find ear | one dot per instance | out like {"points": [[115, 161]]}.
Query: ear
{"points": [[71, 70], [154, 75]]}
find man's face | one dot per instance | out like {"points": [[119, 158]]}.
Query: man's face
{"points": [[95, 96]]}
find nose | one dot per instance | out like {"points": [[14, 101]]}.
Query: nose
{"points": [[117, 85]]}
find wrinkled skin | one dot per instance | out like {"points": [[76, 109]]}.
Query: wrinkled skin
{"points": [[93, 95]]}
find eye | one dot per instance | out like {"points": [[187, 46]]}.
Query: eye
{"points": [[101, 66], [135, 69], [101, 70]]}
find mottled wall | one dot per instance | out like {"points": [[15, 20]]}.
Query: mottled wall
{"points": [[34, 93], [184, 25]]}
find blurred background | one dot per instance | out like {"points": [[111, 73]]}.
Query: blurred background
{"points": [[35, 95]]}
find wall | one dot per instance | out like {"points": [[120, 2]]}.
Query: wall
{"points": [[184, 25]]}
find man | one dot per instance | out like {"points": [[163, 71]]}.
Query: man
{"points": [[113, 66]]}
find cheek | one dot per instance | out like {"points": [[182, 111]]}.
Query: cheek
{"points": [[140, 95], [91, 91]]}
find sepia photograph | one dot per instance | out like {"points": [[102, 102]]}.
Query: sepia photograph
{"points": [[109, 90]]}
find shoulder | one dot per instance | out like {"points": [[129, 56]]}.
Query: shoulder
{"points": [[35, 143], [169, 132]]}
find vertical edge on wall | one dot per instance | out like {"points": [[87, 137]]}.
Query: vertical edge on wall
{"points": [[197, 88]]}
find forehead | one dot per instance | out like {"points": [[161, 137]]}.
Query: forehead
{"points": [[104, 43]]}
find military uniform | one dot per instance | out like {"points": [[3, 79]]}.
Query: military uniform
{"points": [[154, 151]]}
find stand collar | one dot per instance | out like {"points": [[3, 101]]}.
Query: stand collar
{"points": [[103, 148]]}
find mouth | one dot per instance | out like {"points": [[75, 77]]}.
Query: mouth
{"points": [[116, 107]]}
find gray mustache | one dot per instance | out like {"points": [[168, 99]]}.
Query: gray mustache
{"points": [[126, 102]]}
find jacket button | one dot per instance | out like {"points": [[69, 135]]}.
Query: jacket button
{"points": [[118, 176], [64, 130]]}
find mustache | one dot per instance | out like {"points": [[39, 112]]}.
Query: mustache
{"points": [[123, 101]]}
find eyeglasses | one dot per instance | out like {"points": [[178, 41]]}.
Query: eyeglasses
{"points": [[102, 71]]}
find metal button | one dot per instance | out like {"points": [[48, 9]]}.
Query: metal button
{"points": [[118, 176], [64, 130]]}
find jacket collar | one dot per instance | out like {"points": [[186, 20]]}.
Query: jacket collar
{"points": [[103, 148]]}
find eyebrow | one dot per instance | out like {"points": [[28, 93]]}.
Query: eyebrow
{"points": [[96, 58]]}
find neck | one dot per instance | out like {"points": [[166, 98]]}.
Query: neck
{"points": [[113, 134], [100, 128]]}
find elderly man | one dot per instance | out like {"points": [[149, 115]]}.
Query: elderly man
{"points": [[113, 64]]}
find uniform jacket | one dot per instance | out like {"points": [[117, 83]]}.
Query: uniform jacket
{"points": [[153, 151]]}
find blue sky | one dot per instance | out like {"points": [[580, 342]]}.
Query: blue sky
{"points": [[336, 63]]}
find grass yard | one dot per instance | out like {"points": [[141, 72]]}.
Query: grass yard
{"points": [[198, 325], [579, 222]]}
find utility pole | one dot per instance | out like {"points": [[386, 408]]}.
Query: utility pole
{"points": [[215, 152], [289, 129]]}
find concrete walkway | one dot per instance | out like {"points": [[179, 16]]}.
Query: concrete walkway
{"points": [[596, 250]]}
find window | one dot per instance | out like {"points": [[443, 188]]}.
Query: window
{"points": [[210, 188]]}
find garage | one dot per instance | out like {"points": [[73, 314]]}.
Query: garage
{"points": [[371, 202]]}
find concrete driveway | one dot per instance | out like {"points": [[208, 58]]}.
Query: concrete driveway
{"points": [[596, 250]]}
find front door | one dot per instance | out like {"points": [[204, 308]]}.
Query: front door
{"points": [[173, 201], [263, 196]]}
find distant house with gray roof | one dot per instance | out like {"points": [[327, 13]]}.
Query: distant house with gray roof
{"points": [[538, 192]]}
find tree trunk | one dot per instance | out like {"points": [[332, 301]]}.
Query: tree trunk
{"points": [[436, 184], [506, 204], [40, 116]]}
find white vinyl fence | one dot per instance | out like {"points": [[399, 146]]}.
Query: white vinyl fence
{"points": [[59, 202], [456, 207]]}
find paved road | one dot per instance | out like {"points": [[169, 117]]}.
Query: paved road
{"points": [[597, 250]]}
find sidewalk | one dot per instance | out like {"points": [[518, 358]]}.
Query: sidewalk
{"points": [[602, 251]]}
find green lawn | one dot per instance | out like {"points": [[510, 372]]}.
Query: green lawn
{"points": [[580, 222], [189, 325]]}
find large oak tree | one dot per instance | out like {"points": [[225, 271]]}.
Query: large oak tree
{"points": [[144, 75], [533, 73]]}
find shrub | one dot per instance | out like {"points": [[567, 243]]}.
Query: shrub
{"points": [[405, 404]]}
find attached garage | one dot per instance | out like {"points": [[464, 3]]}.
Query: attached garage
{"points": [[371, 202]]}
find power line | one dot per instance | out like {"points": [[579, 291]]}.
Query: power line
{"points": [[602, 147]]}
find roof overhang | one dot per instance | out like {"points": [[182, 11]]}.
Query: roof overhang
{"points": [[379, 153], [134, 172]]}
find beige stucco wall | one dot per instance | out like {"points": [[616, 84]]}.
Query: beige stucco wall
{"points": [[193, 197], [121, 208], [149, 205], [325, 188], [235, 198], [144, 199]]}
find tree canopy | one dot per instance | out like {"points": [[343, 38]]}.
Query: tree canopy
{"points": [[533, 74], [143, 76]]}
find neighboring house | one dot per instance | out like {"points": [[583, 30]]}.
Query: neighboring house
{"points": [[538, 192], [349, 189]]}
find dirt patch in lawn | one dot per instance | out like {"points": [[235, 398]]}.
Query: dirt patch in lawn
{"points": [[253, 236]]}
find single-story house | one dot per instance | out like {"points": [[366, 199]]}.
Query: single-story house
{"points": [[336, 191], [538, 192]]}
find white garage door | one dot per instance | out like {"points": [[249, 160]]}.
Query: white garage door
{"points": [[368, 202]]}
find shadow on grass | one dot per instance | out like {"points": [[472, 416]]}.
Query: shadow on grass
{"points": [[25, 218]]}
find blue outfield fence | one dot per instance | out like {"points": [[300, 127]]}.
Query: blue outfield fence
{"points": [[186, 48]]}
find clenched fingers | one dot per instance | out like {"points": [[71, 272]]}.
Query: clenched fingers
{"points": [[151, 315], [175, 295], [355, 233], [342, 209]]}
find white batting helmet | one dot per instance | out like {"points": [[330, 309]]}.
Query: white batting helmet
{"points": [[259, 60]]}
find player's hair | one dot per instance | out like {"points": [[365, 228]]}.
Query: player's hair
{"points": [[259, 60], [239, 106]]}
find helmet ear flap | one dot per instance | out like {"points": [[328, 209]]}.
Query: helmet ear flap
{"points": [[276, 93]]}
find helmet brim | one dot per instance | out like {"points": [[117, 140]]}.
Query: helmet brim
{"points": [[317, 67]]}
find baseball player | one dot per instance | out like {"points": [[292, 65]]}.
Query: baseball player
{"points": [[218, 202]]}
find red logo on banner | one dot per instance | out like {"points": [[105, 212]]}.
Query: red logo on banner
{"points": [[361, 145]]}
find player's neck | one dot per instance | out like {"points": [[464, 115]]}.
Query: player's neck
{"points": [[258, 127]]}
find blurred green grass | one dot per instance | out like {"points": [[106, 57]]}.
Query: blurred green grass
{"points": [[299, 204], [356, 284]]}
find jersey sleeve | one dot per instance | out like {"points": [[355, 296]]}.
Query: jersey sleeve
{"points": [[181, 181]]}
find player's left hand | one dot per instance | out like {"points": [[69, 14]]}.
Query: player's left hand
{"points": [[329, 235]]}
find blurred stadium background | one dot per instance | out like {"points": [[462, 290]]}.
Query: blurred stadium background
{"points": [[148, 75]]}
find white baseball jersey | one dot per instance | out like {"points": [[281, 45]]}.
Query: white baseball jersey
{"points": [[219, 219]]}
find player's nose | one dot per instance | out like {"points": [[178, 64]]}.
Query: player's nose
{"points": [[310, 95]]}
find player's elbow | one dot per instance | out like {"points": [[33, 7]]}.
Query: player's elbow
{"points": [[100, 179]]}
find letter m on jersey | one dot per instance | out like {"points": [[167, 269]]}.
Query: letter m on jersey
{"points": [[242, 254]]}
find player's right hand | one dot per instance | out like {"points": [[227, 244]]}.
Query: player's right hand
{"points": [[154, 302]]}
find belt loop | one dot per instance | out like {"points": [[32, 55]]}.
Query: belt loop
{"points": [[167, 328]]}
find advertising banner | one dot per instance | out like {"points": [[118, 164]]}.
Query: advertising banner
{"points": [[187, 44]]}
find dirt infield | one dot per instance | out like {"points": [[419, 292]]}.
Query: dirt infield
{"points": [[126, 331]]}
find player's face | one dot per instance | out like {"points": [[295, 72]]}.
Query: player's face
──────────
Return every line from the one holding "find white baseball" through the end of the data, exactly as it appears, with both ends kept and nothing else.

find white baseball jersey | one dot per instance | out like {"points": [[281, 45]]}.
Query: white baseball jersey
{"points": [[219, 219]]}
find player's nose | one dot per instance | out like {"points": [[178, 64]]}.
Query: player's nose
{"points": [[310, 95]]}
find player's elbow | one dot per instance | out like {"points": [[33, 7]]}.
Query: player's elbow
{"points": [[100, 179]]}
find letter m on jersey | one dot per instance | out like {"points": [[167, 269]]}.
Query: letter m on jersey
{"points": [[242, 254]]}
find player's right hand | one dot per instance | out like {"points": [[227, 244]]}.
Query: player's right hand
{"points": [[154, 302]]}
find belt loop | one dot per instance | out like {"points": [[32, 55]]}.
Query: belt loop
{"points": [[167, 328]]}
find advertising banner | one dot per instance | out like {"points": [[118, 164]]}.
Query: advertising banner
{"points": [[187, 44]]}
find dirt infield | one dot per instance | out like {"points": [[419, 292]]}.
Query: dirt infield
{"points": [[126, 331]]}
find player's face | one dot per instance | out like {"points": [[295, 72]]}.
Query: player's face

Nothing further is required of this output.